*Work to be completed*.
From the first line to the last, retype the listing without any alteration.

** Opening Source records block **

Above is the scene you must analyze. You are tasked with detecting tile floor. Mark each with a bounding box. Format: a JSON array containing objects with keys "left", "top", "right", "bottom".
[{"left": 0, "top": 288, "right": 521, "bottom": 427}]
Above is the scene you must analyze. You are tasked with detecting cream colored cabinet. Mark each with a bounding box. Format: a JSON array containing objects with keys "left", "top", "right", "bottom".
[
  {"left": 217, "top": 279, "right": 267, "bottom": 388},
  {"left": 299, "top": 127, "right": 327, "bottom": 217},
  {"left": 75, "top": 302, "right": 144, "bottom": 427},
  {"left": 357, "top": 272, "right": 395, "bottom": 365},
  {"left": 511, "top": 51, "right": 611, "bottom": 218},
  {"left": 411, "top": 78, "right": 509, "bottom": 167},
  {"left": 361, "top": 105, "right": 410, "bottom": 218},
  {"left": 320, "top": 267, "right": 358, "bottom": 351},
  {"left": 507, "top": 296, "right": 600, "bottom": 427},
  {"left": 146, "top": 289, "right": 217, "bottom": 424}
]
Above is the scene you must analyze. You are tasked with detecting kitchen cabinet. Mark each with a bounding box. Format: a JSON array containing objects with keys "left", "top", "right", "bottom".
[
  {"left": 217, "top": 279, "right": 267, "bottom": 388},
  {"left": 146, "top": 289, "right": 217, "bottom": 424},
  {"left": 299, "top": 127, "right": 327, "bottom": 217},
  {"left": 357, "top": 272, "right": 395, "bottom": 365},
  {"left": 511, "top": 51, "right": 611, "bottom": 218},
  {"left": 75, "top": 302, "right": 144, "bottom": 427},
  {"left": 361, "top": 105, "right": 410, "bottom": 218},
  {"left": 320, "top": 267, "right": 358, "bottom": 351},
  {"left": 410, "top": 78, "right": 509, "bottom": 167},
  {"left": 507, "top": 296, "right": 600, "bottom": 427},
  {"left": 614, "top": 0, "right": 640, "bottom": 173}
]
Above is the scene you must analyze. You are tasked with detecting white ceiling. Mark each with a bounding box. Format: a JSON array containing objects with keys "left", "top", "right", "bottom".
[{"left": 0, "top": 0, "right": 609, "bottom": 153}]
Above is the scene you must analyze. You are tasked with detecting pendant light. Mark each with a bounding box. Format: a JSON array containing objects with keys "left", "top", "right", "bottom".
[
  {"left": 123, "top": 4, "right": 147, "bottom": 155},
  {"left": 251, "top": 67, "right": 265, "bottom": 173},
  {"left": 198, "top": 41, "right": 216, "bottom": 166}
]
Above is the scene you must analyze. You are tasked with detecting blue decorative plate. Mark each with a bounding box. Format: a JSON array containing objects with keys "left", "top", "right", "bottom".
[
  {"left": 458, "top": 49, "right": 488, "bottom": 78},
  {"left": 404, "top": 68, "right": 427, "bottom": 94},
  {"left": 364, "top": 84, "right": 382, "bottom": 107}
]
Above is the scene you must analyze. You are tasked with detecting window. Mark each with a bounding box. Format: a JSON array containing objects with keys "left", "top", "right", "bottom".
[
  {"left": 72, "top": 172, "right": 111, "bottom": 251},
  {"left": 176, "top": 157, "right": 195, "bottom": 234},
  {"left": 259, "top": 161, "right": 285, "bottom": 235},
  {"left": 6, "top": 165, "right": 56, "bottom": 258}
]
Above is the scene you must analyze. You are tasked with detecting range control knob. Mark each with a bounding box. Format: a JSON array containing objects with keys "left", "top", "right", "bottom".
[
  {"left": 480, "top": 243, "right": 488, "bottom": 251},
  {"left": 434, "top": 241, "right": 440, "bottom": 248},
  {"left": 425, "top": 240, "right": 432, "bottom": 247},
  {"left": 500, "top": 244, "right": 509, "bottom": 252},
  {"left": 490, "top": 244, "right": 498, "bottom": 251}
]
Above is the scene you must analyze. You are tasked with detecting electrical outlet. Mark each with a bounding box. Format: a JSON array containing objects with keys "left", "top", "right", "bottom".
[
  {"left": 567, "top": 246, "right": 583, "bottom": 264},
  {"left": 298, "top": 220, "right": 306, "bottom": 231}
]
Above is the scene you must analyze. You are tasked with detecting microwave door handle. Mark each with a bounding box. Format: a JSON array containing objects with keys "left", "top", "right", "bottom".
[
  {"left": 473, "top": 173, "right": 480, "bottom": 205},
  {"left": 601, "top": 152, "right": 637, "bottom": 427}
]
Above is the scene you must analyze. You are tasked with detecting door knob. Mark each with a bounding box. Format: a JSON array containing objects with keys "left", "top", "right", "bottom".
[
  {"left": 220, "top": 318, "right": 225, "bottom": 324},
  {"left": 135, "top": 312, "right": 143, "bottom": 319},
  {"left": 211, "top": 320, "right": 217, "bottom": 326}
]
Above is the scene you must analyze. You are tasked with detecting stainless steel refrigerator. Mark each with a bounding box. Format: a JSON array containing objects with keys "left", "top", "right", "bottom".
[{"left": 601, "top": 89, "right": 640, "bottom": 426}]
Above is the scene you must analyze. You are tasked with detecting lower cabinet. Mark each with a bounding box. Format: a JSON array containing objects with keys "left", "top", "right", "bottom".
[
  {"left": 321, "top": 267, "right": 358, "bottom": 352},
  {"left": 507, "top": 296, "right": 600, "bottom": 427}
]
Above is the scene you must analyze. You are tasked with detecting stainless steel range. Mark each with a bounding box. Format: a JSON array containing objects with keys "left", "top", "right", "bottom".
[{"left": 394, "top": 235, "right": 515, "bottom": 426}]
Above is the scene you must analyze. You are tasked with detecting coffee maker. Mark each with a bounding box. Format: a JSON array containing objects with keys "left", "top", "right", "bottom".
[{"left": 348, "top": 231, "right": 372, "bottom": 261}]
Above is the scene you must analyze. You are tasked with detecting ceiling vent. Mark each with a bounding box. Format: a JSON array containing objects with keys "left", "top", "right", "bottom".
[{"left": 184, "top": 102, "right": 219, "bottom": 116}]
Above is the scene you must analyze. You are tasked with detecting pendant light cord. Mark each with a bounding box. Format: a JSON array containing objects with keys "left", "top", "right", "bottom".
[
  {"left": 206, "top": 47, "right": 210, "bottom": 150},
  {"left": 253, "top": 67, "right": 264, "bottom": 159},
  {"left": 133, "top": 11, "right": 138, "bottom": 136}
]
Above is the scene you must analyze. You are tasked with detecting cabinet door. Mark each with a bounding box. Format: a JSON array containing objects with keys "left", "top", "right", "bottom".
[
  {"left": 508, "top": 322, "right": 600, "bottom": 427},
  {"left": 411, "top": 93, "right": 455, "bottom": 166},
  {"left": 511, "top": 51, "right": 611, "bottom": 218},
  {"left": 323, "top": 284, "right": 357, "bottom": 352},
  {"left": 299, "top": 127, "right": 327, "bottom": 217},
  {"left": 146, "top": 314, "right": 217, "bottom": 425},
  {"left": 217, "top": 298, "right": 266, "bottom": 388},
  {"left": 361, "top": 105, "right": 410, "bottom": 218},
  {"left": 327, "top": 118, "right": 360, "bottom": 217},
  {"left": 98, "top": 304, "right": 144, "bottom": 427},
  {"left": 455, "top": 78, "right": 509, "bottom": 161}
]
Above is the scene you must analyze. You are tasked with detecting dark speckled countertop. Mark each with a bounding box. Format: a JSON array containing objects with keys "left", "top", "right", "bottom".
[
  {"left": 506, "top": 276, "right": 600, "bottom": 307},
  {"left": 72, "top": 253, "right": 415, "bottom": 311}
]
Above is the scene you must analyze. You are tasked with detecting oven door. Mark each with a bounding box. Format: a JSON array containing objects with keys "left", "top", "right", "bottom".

** Closing Source records block **

*Solution to this problem*.
Above is the scene you must analyze. You are tasked with detecting tile floor. Mark each with a bounding box. Format: a JSON array containing objects with keys "left", "top", "right", "bottom".
[{"left": 0, "top": 288, "right": 521, "bottom": 427}]
Above is the scene you must analyze. You are tasked with detecting cream colored cabinet. Mark each with a bounding box. Format: a JSON array containing objects with keys "left", "top", "right", "bottom".
[
  {"left": 217, "top": 279, "right": 267, "bottom": 388},
  {"left": 299, "top": 127, "right": 327, "bottom": 217},
  {"left": 75, "top": 302, "right": 144, "bottom": 427},
  {"left": 357, "top": 272, "right": 395, "bottom": 365},
  {"left": 511, "top": 51, "right": 611, "bottom": 218},
  {"left": 411, "top": 78, "right": 509, "bottom": 167},
  {"left": 361, "top": 105, "right": 410, "bottom": 218},
  {"left": 320, "top": 267, "right": 358, "bottom": 351},
  {"left": 507, "top": 296, "right": 600, "bottom": 427},
  {"left": 146, "top": 289, "right": 217, "bottom": 424}
]
Above is the scene you must analyze. You are tasked with detecting kitchen cabinet. Mark each with a bounding box. Format: a JSON array containing objects with keys "left", "top", "right", "bottom".
[
  {"left": 217, "top": 279, "right": 267, "bottom": 388},
  {"left": 146, "top": 289, "right": 217, "bottom": 424},
  {"left": 299, "top": 127, "right": 327, "bottom": 217},
  {"left": 357, "top": 272, "right": 395, "bottom": 365},
  {"left": 511, "top": 51, "right": 611, "bottom": 218},
  {"left": 75, "top": 302, "right": 144, "bottom": 427},
  {"left": 361, "top": 105, "right": 410, "bottom": 218},
  {"left": 320, "top": 267, "right": 358, "bottom": 351},
  {"left": 410, "top": 78, "right": 509, "bottom": 167},
  {"left": 507, "top": 296, "right": 600, "bottom": 427},
  {"left": 614, "top": 0, "right": 640, "bottom": 173}
]
Above is the scene you must analyze. You are tasked with detecting white ceiling. Mark each with a bounding box. Format: a JSON array containing objects with keys "left", "top", "right", "bottom".
[{"left": 0, "top": 0, "right": 609, "bottom": 153}]
Above is the scene you must analyze. You are tasked with detecting pendant light. Mark each with a bounding box. Format: a JSON array containing objects with keys "left", "top", "right", "bottom".
[
  {"left": 123, "top": 4, "right": 147, "bottom": 155},
  {"left": 251, "top": 67, "right": 265, "bottom": 173},
  {"left": 198, "top": 41, "right": 216, "bottom": 166}
]
Above is the scene you must analyze. You are tasked with detecting blue decorative plate. Mark each with a bounding box. Format: a JSON array containing objects with keys "left", "top", "right", "bottom".
[
  {"left": 458, "top": 49, "right": 488, "bottom": 78},
  {"left": 404, "top": 68, "right": 427, "bottom": 94},
  {"left": 364, "top": 84, "right": 382, "bottom": 107}
]
Above is the scene you must analyze. You are tasked with detecting window. Mark each with a bounding box. Format: a JSON array containing objects with keys "left", "top", "right", "bottom".
[
  {"left": 72, "top": 172, "right": 111, "bottom": 251},
  {"left": 176, "top": 157, "right": 195, "bottom": 234},
  {"left": 259, "top": 161, "right": 285, "bottom": 235},
  {"left": 6, "top": 165, "right": 56, "bottom": 258}
]
Above is the scene you must analyze. You are tasked with detecting range control knob. Mark each with a bounding box. Format: a JSON array containing objects with keys "left", "top", "right", "bottom".
[
  {"left": 480, "top": 243, "right": 488, "bottom": 251},
  {"left": 434, "top": 241, "right": 440, "bottom": 248},
  {"left": 425, "top": 240, "right": 432, "bottom": 247},
  {"left": 500, "top": 244, "right": 509, "bottom": 252},
  {"left": 490, "top": 244, "right": 498, "bottom": 251}
]
Above is the scene you must analyze. You are tasked with detecting electrical outlet. Mark each with a bounding box. Format: a JSON array containing objects with keys "left", "top", "right", "bottom".
[
  {"left": 567, "top": 246, "right": 583, "bottom": 264},
  {"left": 298, "top": 220, "right": 306, "bottom": 231}
]
Above is the scene you must analyze. You are tasked with detecting microwave door handle. Mark each with a bounding box. Format: a JSON array containing objects with keys "left", "top", "right", "bottom".
[
  {"left": 473, "top": 173, "right": 480, "bottom": 205},
  {"left": 601, "top": 152, "right": 637, "bottom": 427}
]
Above is the scene you must analyze. You are tasked with detecting door knob. Mark each with a bounding box. Format: a JSON array containing objects with keys "left", "top", "right", "bottom".
[
  {"left": 220, "top": 318, "right": 225, "bottom": 324},
  {"left": 135, "top": 312, "right": 143, "bottom": 319},
  {"left": 211, "top": 320, "right": 217, "bottom": 326}
]
Above is the scene you must analyze. You are tasked with detecting stainless steel refrigerator. Mark each with a bounding box. Format: a JSON array containing objects with keys "left", "top", "right", "bottom".
[{"left": 601, "top": 89, "right": 640, "bottom": 426}]
Above is the scene you must analyze. You are tasked with detecting lower cabinet. Mark each with a bounding box. Format: a JSON array containing objects with keys "left", "top", "right", "bottom".
[
  {"left": 321, "top": 267, "right": 358, "bottom": 352},
  {"left": 507, "top": 296, "right": 600, "bottom": 427}
]
Above is the scene you must analyze. You are tasked with detecting stainless steel range. Mark each with a bounding box. Format: a JSON array containing objects with keys "left", "top", "right", "bottom".
[{"left": 394, "top": 235, "right": 515, "bottom": 426}]
Above is the scene you must analyze. You are tasked with detecting coffee maker. Mark each with a bounding box. Format: a JSON array containing objects with keys "left", "top", "right", "bottom".
[{"left": 348, "top": 231, "right": 372, "bottom": 261}]
Above is the scene you must analyze. You are tasked with detecting ceiling vent. Mark each with a bounding box. Format: a JSON array containing objects with keys "left", "top", "right", "bottom".
[{"left": 184, "top": 102, "right": 219, "bottom": 116}]
Above is the scene you must analyze. You are tasked with detecting pendant light cord. Mark each with a bounding box. Format: a JSON array containing objects with keys "left", "top", "right", "bottom".
[
  {"left": 206, "top": 47, "right": 210, "bottom": 150},
  {"left": 253, "top": 67, "right": 264, "bottom": 159},
  {"left": 133, "top": 11, "right": 138, "bottom": 136}
]
Above is the scene you must analyze. You are tasked with detecting cabinet door. Mark each with a bounding box. Format: a JSON array containing objects with keys "left", "top", "right", "bottom".
[
  {"left": 508, "top": 322, "right": 600, "bottom": 427},
  {"left": 411, "top": 93, "right": 455, "bottom": 166},
  {"left": 511, "top": 51, "right": 611, "bottom": 218},
  {"left": 323, "top": 284, "right": 357, "bottom": 352},
  {"left": 299, "top": 127, "right": 327, "bottom": 217},
  {"left": 146, "top": 314, "right": 217, "bottom": 425},
  {"left": 217, "top": 298, "right": 266, "bottom": 388},
  {"left": 361, "top": 105, "right": 410, "bottom": 218},
  {"left": 327, "top": 118, "right": 360, "bottom": 217},
  {"left": 98, "top": 304, "right": 144, "bottom": 427},
  {"left": 455, "top": 78, "right": 509, "bottom": 161}
]
Above is the scene you must analyze. You are tasked with detecting dark speckled countertop. Mark each with a bounding box. Format: a JSON array containing objects with keys "left", "top", "right", "bottom".
[
  {"left": 506, "top": 276, "right": 600, "bottom": 307},
  {"left": 72, "top": 253, "right": 415, "bottom": 311}
]
Above is the scene you must analyze. You are tasked with detecting oven door. Mark each with a bounding box. Format: a JSON array containing objects with keys "left", "top", "right", "bottom".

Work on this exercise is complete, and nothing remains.